### TRECHO DA FONTE

____

Dauri Batisti disse...
Este comentário foi removido pelo autor.
Jacinta Dantas disse...

Vou assim, acompanhando, com expectavia, o último porto do rio. Vou...
acompanhando.
Beijo

Dauri Batisti disse...

Caro anônimo,

Obrigado pela visita e pelo comentário. Pena que optes pelo comentário anônimo. Mas, benvindo.

Lembro-te que o que lês deve ser lido como um conto. Gosto de literatura e quero traduzir pelo conto, pelos poemas, realidades humanas. O grande lance é criar.

Me causa um certo desconforto ver que às vezes os textos sejam lidos como confissões de realidades pessoais. Não é o caso da grande maioria dos textos no ESSAPALAVRA.

bem... dias melhores virão para o personagem? não sei. Pode ser que sim, pode ser que não.

Te convido a acompanhar o conto. será um prazer ter novo comentários teus.

Abraço.

Volte sempre.

Sueli Maia (Mai) disse...

Fiquei pensando no lugar da alma e depois pensei na angústia desse homem e lembrei que o enfado do mar deve dar um sentimento de lonjura de tantas coisas...
Ave Maria que longitude que lateja a cabeça e tranca o peito.
Meu Deus, Dauri conseguiste me jogar pro mar. Perfeito porque não descreveste cenário mas é o ultimo porto e suponho ser terra pelo bar mas me veio o silêncio do mar. O mar profundo desse homem.

Tá lindo isso.

Sueli Maia (Mai) disse...

Dauri, eu passeio no teu blog, sempre tão sofisticado e simples...
Mas as imagens de Vitória ou Vila Velha e a ponte e o saveiro e ainda os slides, estão maravilhosas. Eu leio o texto e vou fuçando as novidades.

Abraços.
É linda a tua cidade e lindo teu amor por ela.

Mª Helena disse...

Sempre temos alguma coisa que desejamos cobrir ou encobrir para esquecê-la.
Gosto do seu jeito de escrever o cotidiano,tornando-o incrivelmente diferente do meu perceber.
Abração.
Maria Helena

Paula Barros disse...

____

(Entradas de dados coletadas)
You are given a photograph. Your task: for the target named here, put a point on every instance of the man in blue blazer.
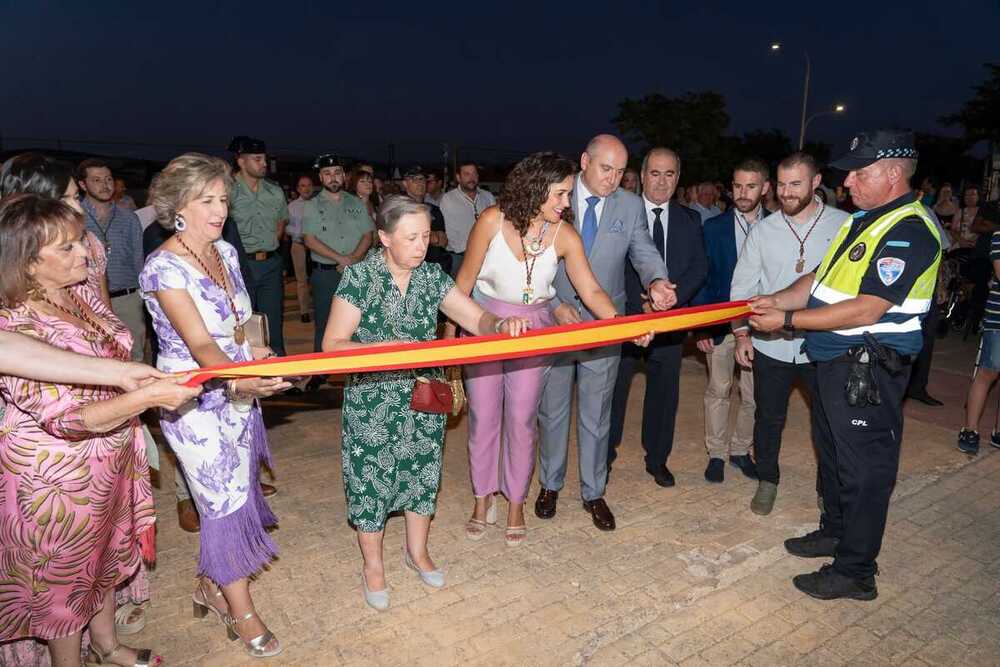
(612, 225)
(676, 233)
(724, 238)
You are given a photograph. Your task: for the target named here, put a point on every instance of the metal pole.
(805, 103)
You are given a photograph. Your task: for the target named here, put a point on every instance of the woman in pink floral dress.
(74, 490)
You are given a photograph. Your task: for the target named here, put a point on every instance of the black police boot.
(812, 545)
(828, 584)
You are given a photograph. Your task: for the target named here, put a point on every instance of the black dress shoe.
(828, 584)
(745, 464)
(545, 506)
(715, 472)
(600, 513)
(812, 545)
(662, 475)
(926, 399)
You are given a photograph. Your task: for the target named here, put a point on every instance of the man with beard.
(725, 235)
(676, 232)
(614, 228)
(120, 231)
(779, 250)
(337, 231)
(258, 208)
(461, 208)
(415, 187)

____

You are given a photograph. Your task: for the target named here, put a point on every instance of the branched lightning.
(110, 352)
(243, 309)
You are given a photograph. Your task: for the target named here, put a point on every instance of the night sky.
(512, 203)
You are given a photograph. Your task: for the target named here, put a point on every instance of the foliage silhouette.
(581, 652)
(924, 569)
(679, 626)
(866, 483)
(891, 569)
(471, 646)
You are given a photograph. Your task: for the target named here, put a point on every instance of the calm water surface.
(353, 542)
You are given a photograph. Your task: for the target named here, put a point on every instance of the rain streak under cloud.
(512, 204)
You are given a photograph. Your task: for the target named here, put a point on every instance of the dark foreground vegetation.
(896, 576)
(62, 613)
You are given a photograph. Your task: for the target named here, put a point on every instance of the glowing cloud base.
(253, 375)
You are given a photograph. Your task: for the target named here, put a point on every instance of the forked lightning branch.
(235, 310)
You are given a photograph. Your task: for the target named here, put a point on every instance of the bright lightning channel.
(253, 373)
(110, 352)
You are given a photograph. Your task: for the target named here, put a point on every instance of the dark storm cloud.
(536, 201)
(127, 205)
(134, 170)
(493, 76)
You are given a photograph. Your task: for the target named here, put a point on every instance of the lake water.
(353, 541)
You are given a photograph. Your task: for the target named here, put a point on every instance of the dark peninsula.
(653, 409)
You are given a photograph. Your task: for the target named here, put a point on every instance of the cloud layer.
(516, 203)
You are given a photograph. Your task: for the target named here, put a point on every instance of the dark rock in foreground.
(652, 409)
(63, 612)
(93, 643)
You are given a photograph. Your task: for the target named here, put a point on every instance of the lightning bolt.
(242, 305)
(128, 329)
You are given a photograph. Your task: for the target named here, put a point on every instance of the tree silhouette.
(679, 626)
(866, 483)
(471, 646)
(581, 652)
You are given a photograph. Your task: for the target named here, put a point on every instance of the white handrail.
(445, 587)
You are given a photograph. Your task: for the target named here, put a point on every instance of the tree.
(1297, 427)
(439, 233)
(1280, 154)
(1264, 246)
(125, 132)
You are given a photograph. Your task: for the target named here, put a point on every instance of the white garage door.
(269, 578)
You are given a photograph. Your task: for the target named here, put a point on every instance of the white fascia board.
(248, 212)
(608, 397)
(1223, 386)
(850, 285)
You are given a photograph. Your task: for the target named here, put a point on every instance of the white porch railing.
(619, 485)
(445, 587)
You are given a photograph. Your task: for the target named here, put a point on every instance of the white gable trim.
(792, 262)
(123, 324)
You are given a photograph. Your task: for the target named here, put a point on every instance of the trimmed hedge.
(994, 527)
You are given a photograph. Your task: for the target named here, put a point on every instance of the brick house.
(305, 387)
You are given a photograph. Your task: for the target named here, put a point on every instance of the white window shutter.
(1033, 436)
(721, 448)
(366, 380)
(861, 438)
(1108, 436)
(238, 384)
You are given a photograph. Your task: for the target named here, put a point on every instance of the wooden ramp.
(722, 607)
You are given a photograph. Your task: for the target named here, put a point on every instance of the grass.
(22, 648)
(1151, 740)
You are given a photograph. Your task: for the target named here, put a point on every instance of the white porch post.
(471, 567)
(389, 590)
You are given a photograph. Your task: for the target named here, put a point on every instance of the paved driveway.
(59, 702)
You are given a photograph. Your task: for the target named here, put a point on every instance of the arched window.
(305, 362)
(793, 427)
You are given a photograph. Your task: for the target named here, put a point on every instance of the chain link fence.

____

### INSTRUÇÕES
1: Cite literalmente o trecho dos comentários do blog que vai de "acompanhando." até "ser que não.".
2: Dê continuidade aos comentários do blog a partir do ponto em que terminam.

### AS RESPOSTAS
1:
acompanhando.
Beijo

Dauri Batisti disse...

Caro anônimo,

Obrigado pela visita e pelo comentário. Pena que optes pelo comentário anônimo. Mas, benvindo.

Lembro-te que o que lês deve ser lido como um conto. Gosto de literatura e quero traduzir pelo conto, pelos poemas, realidades humanas. O grande lance é criar.

Me causa um certo desconforto ver que às vezes os textos sejam lidos como confissões de realidades pessoais. Não é o caso da grande maioria dos textos no ESSAPALAVRA.

bem... dias melhores virão para o personagem? não sei. Pode ser que sim, pode ser que não.

2:
É muito ruim quando a alma está deslocada. E seu conto me traz essa lembrança de forma muito forte.

beijo

Messias Fernandes disse...

.
.
está bem complicado acordar ultimamente tranquilo.

2009 foi bem complicado acordar.

acho que pra muitos.

foi um ano bem turbulento. mas é nas dificuldades que a gente cresce.
e 2010 está aí

louco por um despertar!

grande abraço. parabéns!!

Elton Pinheiro disse...

Batisti,
vim agradecer o comentário generoso, de leitor. Eu também tenho lido tua página (essapalavra com imagens e discurso), a raridade do contemporâneo é poder sair da autobiografia com dignidade, parabéns pelo lirismo e pujança, fôlego de escrita. Seu trabalho literário agora faz parte do melhor que encontrei na rede. Obrigado.

Oliver Pickwick disse...

Continuo surpreso, camarada! Não que presumisse que não era capaz de escrever um conto, mas, me acostumara com as poesias. A sua habilidade em descrever ambientes e outras circunstâncias é a mesma de ficcionistas veteranos.
Keep the beat!
Um abraço!

Deusa Odoyá disse...

Olá meu querido amigo.
Não sabia que escrevias contos tão belos e cheios de relampagos de uma alma sofredora e, vulnerável ao tempo e á vida.
Lindo, vou acompanhar.
Meu lindo, uma semana de muitas realizações e paz\.
Te deixo um beijo com milhões de luz e paz.
Beijinhos doces também.
Regina Coeli.
Não conheço sua terrinha, mas dizem que é muito linda.
Qualquer dia pousarei por aí.
fique na paz.

Aguardo sua visita.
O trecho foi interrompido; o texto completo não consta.